§ The records

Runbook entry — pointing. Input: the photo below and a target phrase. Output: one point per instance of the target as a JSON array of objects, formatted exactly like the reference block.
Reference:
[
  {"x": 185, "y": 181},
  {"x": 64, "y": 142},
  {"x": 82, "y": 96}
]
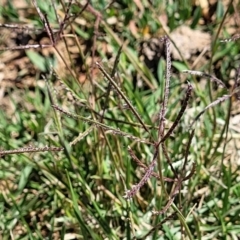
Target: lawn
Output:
[{"x": 119, "y": 119}]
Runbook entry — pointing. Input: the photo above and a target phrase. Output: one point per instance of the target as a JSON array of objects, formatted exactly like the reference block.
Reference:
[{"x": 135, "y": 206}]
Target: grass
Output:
[{"x": 72, "y": 149}]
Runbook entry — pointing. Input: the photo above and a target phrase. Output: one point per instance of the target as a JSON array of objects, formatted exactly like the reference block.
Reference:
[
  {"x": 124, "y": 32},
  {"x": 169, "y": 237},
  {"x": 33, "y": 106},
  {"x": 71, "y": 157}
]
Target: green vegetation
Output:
[{"x": 86, "y": 129}]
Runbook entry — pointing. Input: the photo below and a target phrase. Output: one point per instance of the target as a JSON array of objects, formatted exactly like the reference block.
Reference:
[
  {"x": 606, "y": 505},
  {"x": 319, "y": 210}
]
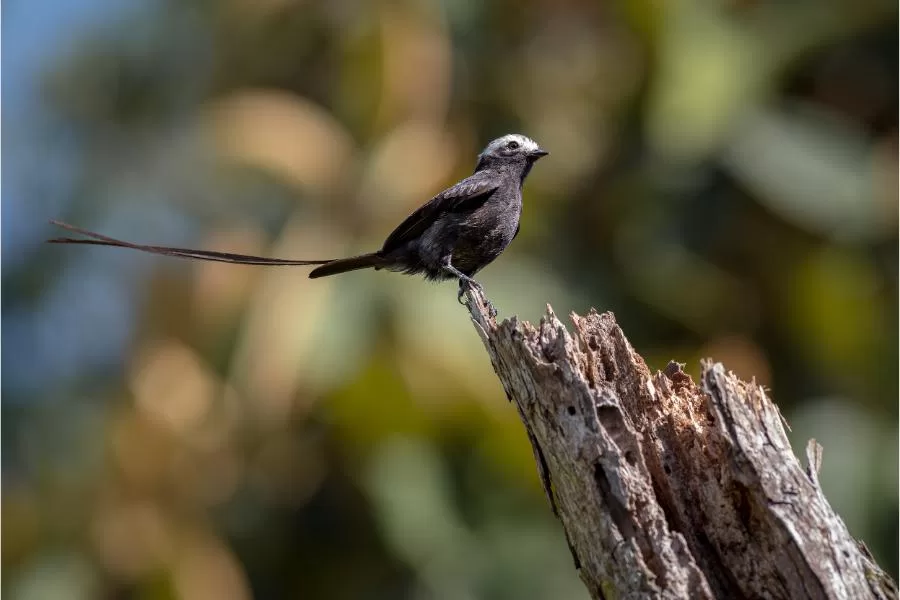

§ Request
Print all of the data above verbatim, line for line, but leave out the pictures.

§ Answer to the exercise
Runbook entry — pointing. Input: the photo below and a target phrase. Output: one point per instance of the target as a JSON array of objects, formatted exactly like the reference block.
Reference:
[
  {"x": 185, "y": 181},
  {"x": 64, "y": 142},
  {"x": 82, "y": 96}
]
Target: lawn
Output:
[{"x": 119, "y": 119}]
Runbook entry — pointing. Input: the photo above and a target phrase. Output: one point per instance of the target as a JSON array of objects, formatted exactly like the reference block.
Reference:
[{"x": 135, "y": 206}]
Target: grass
Output:
[{"x": 72, "y": 149}]
Runbook entry — pointing. Input: the photo above and a target phrase. Output: one point per instance of the target as a JSON array of objects, formatted exactly like the reference block.
Reference:
[
  {"x": 124, "y": 32},
  {"x": 169, "y": 237},
  {"x": 33, "y": 106},
  {"x": 71, "y": 157}
]
Target: green vegetation
Output:
[{"x": 86, "y": 129}]
Runbook entry — pointing. Input: the photo below and a target phrase. Output: one point per instance of the target as a JSON array of objects, formatted exactly like the reference block.
Reference:
[
  {"x": 606, "y": 505},
  {"x": 319, "y": 210}
]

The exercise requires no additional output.